+++ DATA FOR PROCESSING

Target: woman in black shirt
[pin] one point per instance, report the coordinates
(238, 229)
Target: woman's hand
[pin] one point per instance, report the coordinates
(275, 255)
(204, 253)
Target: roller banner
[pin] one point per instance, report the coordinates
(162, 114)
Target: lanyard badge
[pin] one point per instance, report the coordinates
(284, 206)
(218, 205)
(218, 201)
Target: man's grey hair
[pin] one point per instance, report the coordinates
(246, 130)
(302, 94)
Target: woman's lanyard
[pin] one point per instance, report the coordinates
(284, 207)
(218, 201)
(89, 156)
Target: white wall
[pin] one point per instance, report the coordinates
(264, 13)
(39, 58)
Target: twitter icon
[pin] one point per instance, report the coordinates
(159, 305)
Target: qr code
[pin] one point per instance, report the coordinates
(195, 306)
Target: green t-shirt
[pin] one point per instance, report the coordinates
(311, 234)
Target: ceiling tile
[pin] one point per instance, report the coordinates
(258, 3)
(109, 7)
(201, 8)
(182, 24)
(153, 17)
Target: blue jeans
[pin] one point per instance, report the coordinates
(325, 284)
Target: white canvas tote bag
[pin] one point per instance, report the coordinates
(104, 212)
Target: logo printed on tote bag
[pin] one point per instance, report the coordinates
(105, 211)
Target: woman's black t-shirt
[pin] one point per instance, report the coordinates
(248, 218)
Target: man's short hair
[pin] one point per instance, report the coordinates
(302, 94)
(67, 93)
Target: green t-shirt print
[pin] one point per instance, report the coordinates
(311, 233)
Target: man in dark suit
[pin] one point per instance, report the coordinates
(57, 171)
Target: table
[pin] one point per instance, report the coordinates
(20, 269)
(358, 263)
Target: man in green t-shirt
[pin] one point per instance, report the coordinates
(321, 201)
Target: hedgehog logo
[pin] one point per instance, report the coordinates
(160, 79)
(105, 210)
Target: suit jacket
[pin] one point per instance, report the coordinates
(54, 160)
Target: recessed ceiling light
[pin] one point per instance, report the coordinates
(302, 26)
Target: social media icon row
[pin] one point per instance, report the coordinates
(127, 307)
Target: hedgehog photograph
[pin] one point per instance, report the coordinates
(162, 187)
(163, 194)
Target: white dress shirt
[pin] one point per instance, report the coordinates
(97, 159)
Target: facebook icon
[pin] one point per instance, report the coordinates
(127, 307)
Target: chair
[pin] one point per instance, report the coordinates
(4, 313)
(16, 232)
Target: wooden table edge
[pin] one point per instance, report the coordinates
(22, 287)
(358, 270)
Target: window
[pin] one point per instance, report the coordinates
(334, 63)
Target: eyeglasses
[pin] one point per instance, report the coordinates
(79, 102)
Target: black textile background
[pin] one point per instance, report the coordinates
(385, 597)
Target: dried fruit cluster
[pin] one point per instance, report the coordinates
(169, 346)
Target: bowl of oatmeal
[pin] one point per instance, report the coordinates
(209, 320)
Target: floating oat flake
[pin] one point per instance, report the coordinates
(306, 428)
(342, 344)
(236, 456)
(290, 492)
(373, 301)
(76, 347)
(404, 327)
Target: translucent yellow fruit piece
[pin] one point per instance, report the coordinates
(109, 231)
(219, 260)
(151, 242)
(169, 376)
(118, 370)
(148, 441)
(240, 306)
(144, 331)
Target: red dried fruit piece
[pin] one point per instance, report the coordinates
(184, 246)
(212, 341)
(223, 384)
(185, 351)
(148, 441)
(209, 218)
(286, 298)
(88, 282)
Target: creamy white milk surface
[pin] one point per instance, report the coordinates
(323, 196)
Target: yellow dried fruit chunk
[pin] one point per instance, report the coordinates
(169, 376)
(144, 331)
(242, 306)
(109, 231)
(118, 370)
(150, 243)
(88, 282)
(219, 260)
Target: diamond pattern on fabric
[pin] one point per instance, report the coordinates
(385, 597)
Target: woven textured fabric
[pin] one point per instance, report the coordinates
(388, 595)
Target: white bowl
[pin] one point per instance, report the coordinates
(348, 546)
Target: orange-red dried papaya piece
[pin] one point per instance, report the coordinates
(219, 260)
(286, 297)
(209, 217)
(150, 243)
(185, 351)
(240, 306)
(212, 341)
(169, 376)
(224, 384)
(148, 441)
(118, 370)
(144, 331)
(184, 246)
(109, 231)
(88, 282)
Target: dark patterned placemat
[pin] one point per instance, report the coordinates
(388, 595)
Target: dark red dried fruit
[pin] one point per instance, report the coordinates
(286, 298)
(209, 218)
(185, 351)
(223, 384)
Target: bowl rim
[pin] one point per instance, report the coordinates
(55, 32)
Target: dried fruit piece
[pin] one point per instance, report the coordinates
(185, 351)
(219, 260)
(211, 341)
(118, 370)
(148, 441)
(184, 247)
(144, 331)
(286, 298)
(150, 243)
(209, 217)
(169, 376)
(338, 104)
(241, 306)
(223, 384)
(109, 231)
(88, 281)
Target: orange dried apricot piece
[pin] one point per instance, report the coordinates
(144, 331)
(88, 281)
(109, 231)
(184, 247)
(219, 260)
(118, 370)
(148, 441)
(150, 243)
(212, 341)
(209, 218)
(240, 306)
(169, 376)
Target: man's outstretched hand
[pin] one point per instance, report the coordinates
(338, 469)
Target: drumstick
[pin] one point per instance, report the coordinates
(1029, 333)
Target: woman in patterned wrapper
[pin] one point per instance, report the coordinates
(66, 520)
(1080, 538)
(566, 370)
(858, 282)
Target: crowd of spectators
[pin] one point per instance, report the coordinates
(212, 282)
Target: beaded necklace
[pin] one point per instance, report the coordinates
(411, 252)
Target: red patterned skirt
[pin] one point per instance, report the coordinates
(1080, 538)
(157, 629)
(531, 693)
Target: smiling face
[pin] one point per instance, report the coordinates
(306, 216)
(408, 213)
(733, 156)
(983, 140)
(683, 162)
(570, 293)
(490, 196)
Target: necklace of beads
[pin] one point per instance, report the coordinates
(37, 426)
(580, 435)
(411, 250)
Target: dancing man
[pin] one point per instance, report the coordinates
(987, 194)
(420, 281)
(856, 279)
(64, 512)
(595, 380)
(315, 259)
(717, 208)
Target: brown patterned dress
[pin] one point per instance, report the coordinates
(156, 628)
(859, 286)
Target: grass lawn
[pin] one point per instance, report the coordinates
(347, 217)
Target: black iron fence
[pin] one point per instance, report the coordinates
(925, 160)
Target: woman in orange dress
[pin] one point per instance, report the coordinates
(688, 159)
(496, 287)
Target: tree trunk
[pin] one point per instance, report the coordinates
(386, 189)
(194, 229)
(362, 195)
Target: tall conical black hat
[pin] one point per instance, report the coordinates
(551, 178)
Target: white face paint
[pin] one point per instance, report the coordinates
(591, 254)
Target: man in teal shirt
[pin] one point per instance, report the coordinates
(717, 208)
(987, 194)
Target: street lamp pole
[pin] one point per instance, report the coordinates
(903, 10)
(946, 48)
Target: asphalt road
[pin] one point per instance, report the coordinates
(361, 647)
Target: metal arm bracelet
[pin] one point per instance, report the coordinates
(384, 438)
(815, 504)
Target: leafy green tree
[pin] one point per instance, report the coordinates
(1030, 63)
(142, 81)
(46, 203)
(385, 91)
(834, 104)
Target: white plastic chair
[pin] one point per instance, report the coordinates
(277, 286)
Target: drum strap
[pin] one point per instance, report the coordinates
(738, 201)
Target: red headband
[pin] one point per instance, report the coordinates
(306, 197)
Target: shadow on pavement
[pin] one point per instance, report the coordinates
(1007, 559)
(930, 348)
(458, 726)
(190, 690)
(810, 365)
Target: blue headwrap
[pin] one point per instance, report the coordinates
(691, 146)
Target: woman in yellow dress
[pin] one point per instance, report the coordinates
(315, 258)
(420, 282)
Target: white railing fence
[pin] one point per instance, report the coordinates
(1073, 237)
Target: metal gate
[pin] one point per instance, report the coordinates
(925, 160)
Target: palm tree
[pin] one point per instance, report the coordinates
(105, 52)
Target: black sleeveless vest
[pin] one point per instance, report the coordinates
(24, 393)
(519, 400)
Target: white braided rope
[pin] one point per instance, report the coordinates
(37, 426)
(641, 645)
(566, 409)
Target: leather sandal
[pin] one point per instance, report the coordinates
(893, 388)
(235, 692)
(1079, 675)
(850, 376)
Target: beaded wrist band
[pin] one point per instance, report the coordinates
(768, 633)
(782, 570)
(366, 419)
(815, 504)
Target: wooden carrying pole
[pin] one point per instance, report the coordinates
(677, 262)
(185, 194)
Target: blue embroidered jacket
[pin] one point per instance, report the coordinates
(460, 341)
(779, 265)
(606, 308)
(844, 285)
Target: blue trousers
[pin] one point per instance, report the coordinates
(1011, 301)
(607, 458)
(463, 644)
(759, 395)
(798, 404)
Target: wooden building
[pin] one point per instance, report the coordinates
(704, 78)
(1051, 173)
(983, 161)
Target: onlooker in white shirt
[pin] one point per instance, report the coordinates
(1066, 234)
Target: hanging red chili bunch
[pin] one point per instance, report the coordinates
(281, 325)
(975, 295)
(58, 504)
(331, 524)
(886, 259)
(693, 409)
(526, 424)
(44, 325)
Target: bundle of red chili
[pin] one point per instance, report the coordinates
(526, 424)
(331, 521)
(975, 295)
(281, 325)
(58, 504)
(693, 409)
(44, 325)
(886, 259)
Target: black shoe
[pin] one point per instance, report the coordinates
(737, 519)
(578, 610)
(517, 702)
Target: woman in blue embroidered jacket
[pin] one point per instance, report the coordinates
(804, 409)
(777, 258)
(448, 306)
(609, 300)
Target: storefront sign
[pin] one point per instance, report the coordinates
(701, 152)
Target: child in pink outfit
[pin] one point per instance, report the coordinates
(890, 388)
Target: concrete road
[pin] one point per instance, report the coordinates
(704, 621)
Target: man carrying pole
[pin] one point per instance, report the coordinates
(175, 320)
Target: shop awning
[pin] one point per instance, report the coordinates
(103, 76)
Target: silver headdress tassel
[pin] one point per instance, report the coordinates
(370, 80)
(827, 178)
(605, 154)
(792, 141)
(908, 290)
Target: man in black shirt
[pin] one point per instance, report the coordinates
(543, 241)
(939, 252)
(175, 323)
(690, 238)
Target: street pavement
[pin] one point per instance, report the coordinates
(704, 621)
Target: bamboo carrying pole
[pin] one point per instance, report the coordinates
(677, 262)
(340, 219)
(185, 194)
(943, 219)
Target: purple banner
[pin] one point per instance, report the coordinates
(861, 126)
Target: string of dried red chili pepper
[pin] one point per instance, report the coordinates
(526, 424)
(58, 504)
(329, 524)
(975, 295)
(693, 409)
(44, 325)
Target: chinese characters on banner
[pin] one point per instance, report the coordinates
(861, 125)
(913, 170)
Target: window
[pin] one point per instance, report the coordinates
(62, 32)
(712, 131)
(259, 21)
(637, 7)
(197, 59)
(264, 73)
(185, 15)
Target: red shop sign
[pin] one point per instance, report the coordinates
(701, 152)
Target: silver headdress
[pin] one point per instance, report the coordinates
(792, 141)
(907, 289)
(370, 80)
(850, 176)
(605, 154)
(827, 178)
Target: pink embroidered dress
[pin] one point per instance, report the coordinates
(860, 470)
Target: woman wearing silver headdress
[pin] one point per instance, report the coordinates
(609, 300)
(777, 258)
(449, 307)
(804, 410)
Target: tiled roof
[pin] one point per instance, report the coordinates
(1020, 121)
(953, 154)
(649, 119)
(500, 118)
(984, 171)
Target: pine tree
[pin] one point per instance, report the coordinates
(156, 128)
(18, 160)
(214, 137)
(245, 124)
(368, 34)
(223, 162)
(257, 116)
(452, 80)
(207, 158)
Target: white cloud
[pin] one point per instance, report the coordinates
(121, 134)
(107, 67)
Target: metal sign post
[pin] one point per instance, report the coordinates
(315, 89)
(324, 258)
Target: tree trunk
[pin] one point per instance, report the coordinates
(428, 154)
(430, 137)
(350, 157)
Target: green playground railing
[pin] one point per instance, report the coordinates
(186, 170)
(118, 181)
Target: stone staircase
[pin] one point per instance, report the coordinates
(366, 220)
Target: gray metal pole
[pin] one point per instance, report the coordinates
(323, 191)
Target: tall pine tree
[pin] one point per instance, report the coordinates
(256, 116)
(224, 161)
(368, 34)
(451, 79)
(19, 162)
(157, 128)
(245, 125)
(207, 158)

++++++

SHORT EXERCISE:
Reproduce the items from the line with "Target: green playground railing" through the end of the items, keeping every line unchanged.

RESULT OF THE EXERCISE:
Target: green playground railing
[pin] one point per instance, report the coordinates
(186, 170)
(118, 181)
Target: stone staircase
[pin] one point per instance, report the coordinates
(366, 220)
Target: gray metal pole
[pin] one point per instance, report the coordinates
(323, 191)
Target: tall pine tree
[pin] one point per instance, report the coordinates
(256, 116)
(224, 161)
(368, 34)
(451, 79)
(19, 162)
(157, 128)
(245, 125)
(207, 158)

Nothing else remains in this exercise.